Assigned task> Determine how many lines in the records that follow hold the string "Where". Only that number should be returned.

Point localization data>
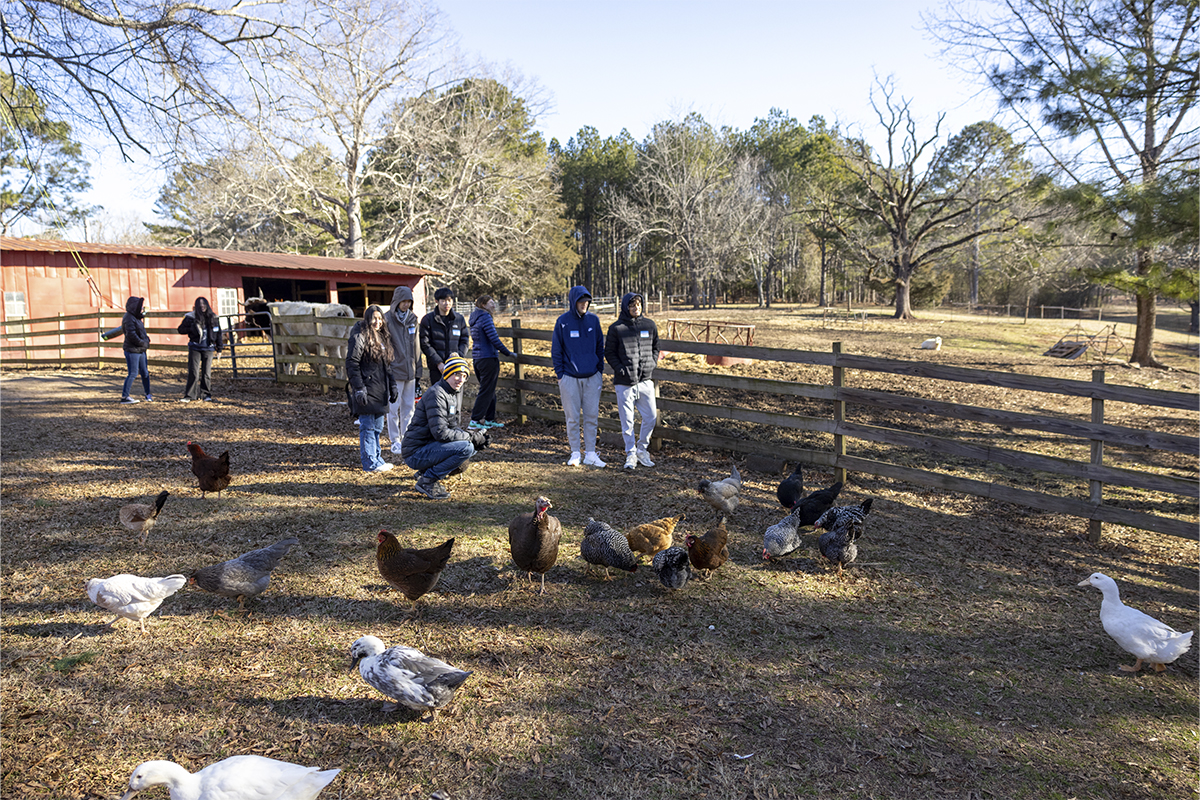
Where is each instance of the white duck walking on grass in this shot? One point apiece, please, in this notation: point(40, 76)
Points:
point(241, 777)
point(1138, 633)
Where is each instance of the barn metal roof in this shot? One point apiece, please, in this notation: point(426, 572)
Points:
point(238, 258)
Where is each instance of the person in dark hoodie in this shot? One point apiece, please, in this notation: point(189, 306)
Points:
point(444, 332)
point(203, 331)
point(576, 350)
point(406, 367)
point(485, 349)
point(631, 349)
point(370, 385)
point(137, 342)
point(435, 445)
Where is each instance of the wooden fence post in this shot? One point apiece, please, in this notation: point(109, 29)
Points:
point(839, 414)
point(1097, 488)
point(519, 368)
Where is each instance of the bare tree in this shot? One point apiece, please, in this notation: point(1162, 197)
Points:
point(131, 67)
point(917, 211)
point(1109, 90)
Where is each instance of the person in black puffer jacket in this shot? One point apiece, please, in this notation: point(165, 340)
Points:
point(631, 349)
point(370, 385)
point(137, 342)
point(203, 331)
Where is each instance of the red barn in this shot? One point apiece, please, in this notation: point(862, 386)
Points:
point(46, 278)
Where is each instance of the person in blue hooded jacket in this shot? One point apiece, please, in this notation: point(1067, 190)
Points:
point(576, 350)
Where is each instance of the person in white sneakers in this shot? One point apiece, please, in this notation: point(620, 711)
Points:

Exercise response> 9